*Problem*:
Where an entry below contains an image, skip the image and copy the rest exactly.

• • • • • • •

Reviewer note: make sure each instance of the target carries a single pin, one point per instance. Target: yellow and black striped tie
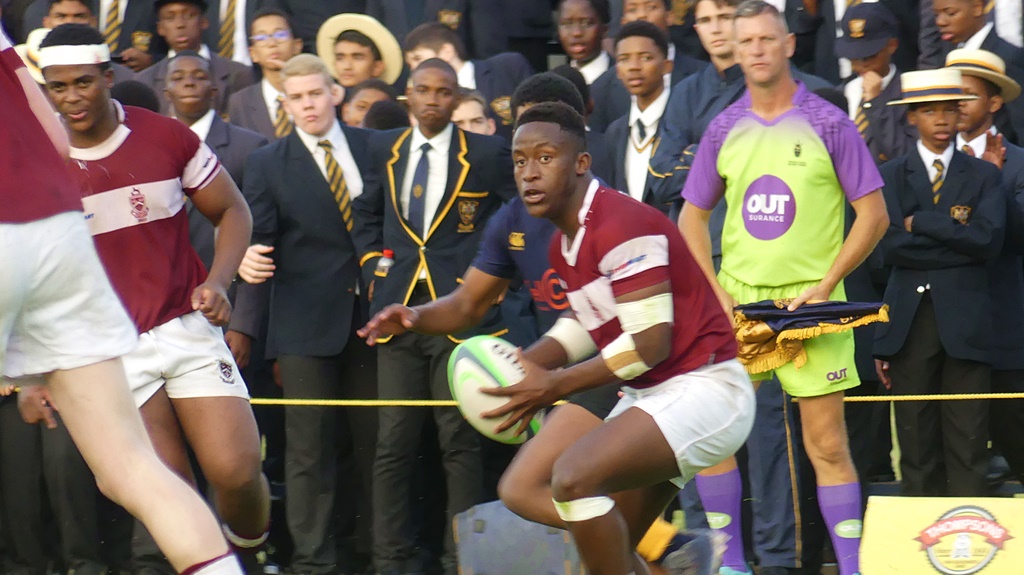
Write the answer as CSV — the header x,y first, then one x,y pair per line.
x,y
226,45
937,180
861,120
282,125
337,181
112,28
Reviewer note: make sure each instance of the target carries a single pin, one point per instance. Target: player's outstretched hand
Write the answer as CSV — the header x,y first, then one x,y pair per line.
x,y
212,301
813,295
392,320
256,266
36,405
525,398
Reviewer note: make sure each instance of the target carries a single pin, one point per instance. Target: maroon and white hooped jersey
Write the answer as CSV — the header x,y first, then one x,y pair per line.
x,y
34,184
134,187
625,246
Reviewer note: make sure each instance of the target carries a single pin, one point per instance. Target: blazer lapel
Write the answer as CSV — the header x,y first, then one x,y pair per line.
x,y
458,169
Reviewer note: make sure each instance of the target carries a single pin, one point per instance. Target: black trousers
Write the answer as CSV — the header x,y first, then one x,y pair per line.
x,y
943,443
1007,418
415,366
329,455
43,478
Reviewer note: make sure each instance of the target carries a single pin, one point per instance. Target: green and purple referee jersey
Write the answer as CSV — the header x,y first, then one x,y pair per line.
x,y
784,182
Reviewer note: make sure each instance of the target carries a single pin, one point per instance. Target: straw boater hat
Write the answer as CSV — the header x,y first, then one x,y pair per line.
x,y
925,86
986,65
385,41
30,52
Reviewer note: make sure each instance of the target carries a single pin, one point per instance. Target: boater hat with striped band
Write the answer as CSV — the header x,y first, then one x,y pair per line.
x,y
986,65
932,86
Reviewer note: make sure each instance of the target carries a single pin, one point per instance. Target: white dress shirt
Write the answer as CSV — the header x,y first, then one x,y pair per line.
x,y
204,51
241,53
854,90
595,68
638,151
928,157
342,155
977,144
270,95
467,76
202,126
974,42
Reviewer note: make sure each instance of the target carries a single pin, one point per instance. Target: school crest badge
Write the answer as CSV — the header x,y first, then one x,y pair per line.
x,y
467,212
451,18
139,210
141,41
503,108
961,213
857,28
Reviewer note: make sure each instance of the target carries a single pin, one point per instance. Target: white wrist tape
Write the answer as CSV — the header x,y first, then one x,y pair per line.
x,y
623,358
584,510
637,316
573,339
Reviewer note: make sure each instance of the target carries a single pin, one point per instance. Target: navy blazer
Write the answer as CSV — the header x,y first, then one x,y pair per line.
x,y
1007,270
479,24
611,99
228,77
497,78
479,179
317,269
942,255
232,145
248,109
617,141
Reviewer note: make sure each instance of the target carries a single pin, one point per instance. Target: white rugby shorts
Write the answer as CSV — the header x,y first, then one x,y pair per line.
x,y
705,414
188,357
57,309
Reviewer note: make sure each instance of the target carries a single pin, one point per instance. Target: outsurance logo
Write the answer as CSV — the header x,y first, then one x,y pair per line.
x,y
964,540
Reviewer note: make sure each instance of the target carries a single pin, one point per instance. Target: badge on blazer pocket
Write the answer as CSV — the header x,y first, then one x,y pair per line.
x,y
961,213
467,212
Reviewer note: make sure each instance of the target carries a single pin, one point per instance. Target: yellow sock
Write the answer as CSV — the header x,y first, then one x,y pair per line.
x,y
656,539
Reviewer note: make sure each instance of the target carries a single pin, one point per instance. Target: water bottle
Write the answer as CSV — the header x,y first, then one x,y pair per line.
x,y
384,264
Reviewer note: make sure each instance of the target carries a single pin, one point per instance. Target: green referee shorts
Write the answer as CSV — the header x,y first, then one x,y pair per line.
x,y
830,366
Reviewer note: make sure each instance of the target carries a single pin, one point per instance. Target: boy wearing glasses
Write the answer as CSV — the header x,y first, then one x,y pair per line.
x,y
258,107
180,24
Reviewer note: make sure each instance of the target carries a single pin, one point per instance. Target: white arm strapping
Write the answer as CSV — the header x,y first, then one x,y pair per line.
x,y
639,315
573,338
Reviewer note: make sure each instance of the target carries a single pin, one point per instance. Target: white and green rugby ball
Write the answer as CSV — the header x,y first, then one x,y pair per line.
x,y
485,361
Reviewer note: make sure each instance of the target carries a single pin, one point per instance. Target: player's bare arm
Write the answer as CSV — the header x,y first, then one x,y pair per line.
x,y
693,224
542,387
867,229
222,204
459,310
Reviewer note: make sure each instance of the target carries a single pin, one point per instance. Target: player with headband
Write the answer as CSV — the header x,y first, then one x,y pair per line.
x,y
136,170
62,327
641,303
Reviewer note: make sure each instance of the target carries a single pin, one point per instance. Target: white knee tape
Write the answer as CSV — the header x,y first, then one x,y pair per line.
x,y
584,510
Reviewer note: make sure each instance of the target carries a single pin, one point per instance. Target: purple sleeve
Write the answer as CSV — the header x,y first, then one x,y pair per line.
x,y
705,185
855,168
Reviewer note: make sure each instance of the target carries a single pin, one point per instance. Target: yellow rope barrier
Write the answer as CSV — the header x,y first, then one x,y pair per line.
x,y
452,403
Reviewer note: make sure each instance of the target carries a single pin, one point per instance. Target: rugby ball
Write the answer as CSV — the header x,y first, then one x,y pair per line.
x,y
485,361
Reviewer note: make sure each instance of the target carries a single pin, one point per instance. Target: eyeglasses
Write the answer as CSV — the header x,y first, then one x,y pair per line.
x,y
276,36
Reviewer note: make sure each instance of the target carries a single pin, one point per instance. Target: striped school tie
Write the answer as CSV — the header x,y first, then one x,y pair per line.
x,y
112,28
226,45
337,181
282,125
937,180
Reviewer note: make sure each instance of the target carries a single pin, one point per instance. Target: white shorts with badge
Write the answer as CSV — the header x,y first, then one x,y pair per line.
x,y
57,309
188,357
705,414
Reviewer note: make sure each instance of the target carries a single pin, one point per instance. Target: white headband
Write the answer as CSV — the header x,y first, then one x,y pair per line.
x,y
74,55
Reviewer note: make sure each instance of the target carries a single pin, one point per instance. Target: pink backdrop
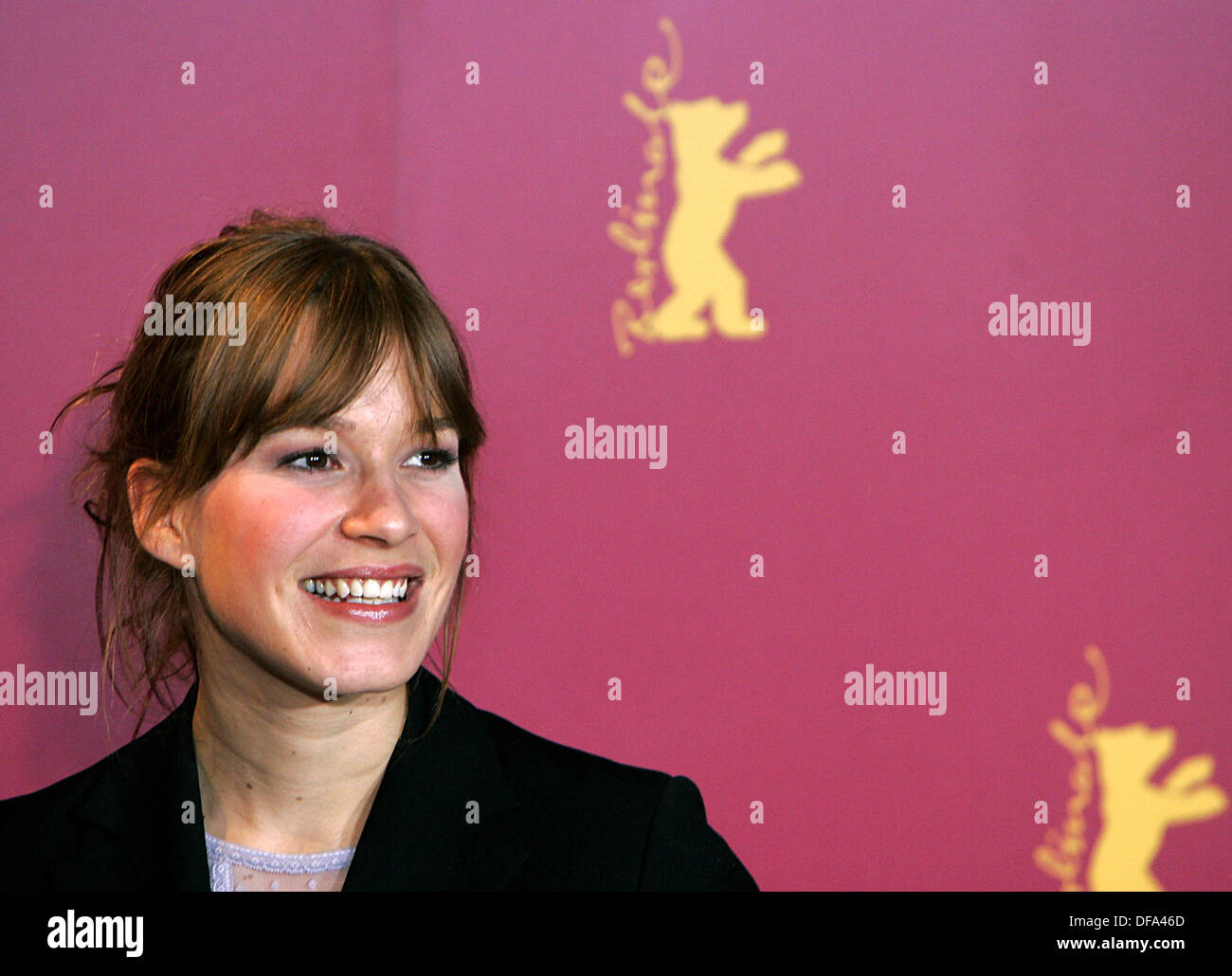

• • • • • • •

*Answer for the task*:
Reviewer note: make sure each instance of the target carries a single pin, one point per instance. Target: yellow and black striped tie
Write the answer as CSV — the header x,y first, then one x,y pair per line.
x,y
226,45
937,180
861,120
282,125
337,181
112,28
Reviewer note: make sure each instance of the target carries a single pin, one point per instance. Target: player's outstretched hand
Write the answer as CSV — the header x,y first, then one x,y pair per line.
x,y
212,301
813,295
392,320
256,266
36,405
525,398
Reviewer note: make sure each instance of the target carries a single pin, one point per instance. Target: maroon and white hooped jersey
Write the answer as CSV — the header x,y first, then one x,y pair per line.
x,y
34,184
134,187
625,246
Reviewer note: make sure each instance of the target carries a single pin, one point per instance. Target: blazer lapel
Write the answer as CSV — the header x,y first, then one x,y pair per line.
x,y
458,169
Reviewer note: make sure each instance of the target carries a single pin, one point per instance. Target: black trousers
Write the answer as CSV — the header x,y first, then one x,y pair per line.
x,y
943,443
1007,418
415,366
329,455
43,478
Reviewer note: make sure each instance of the target carries a single pin, one point per instance. Target: green and purple referee jersey
Write the answer as CSV — the header x,y first, then one x,y pair per line.
x,y
784,182
Reviewer note: make sure each instance of the target carries a single pin, one point per instance. Target: straw boater hat
Write the answer as CSV — the header x,y first, then one x,y pair per line.
x,y
925,86
986,65
385,41
30,52
Reviewer note: make sure each instance of the target carries a single pin, one point per instance. Target: boater hat with striped band
Write the answer as CSV — the header x,y first, then one x,y pair per line.
x,y
986,65
932,86
Reviewer note: make sure each instance of the target carries a single pin, one point per instance. Target: white dress shirt
Write the answer as CSV — the header x,y first, then one x,y pair per line.
x,y
204,51
241,53
854,90
595,68
638,151
928,157
342,155
977,144
270,95
467,76
202,126
974,42
Reviewer note: make sure each instance of the target carries a single pin, one point per instance. Target: school crest badge
Write the answer as CSV — the header x,y first, then one x,y pair per line.
x,y
467,212
451,18
139,210
141,41
503,108
961,213
857,28
Reviewer note: make sure each instance of the target carries a single pin, one point per instance. Target: white wrist tape
Write the answer as CSV — the header x,y first, then one x,y pair per line.
x,y
623,358
584,510
637,316
573,339
Reviewer note: make sure each instance of the target carries a single pin, one point per instance. Target: navy blazer
Write the answer as CSV — the header x,y first, then one x,y pair per line.
x,y
1007,270
479,24
611,99
228,77
497,78
479,179
317,269
942,255
232,145
248,109
617,141
Reviewer note: make sure each instance of the target carries a single pin, one point per instance. Target: white rugby shorts
Write the answer as CSV — the header x,y first, then one x,y pair per line.
x,y
705,414
188,357
57,309
Reviewer note: make sure each instance of the target carries a single pin, one point per instance. Target: outsurance logo
Write the answer as CSV — the header x,y first, then one x,y pair per line.
x,y
964,540
Reviewer note: make sure each instance of the target carries a single pin, one point per instance. Target: badge on blazer pocket
Write the answer as CSV — the header x,y first, then one x,y pair per line.
x,y
961,213
467,212
Reviewer note: make sure each instance of the target carries a single pin, one point per instance. Target: yellow sock
Write the answer as CSV — the header x,y first, then one x,y pair per line.
x,y
656,539
Reviewer note: make sure each instance of the target carries a single pin, one point per instance. Target: water bottle
Write the answer as CSV — the header x,y first, then one x,y pair per line.
x,y
384,264
Reviewer note: make sure each instance of the target carries a single pin, one point per instance. Target: green referee shorts
Write the answer as CSV — the header x,y first, then one x,y pair per line.
x,y
830,366
Reviewer note: make sure each instance of the target carries a single pin, one point per instance. Target: boy wearing glasses
Write the answer as CSV — the header x,y first, then one x,y pair per line.
x,y
258,107
180,24
Reviewer note: make sure each instance of the target carries a single pin, one point per instance. Target: white arm strapping
Write the answer as CSV — the header x,y first, then one x,y pair per line.
x,y
639,315
573,338
Reviewer note: make sure each instance of the target carries a single pin, one point per instance. Target: white and green rugby ball
Write the answer as CSV — the header x,y first, then one x,y pair per line.
x,y
485,361
Reviewer note: make sure each instance of the target carries a single pin, one point per instance. Target: player's bare arm
Write the answer as CSV — the header x,y first, then one x,y pair per line.
x,y
693,224
542,387
867,229
222,204
459,310
Reviewer note: make sure each instance of the target carries a single pin, one point per instance. Target: player with headband
Write the answer as CSV — the header x,y first, then one x,y pair per line.
x,y
136,170
62,327
641,303
Reviewer note: make sure each instance of the target carries a single pin, one point per instance. Target: white knee tape
Write the answer as CSV — the header x,y first, then one x,y pair per line.
x,y
584,510
Reviewer note: make sure each instance of the target carries a single pin, one point per instance. Target: purple sleeve
Write the answer as CSV — the header x,y first, then one x,y pair per line.
x,y
705,185
855,168
Reviewer note: make sure each instance of the target carries a single pin, one point per instance. Target: yellow rope barrier
Write the answer as CSV — the header x,y first, then one x,y pair per line.
x,y
452,403
Reviewer note: make sure each instance of the target carries a single pin, one point per instance. Target: rugby ball
Write the answer as CSV — the header x,y first, then one x,y pair per line.
x,y
485,361
Reviewer note: make sure each instance of the target carries a single pin, one point per instance. Target: eyeglasses
Write the answer as CSV — the header x,y first, then one x,y pair per line.
x,y
276,36
Reviewer note: make sure each instance of the target carries a single pin, one point per instance. Target: striped school tie
Write the answer as CSV — the header x,y first, then one x,y pair per line.
x,y
112,28
226,45
337,181
282,125
937,180
Reviewer note: make sure each instance of the target carries a single pin, one point per instance. Target: white shorts with badge
Write the answer as CSV — the header x,y first, then one x,y pair per line.
x,y
57,309
188,357
705,414
Reviewer note: make sure each instance of the target carries a single pin, one point per instance. Target: white headband
Write the answer as CSV — the header x,y first, then one x,y pair per line.
x,y
74,55
Reviewer note: make sure each instance of the target carries a single pin, one point per instance. Target: pink backdrop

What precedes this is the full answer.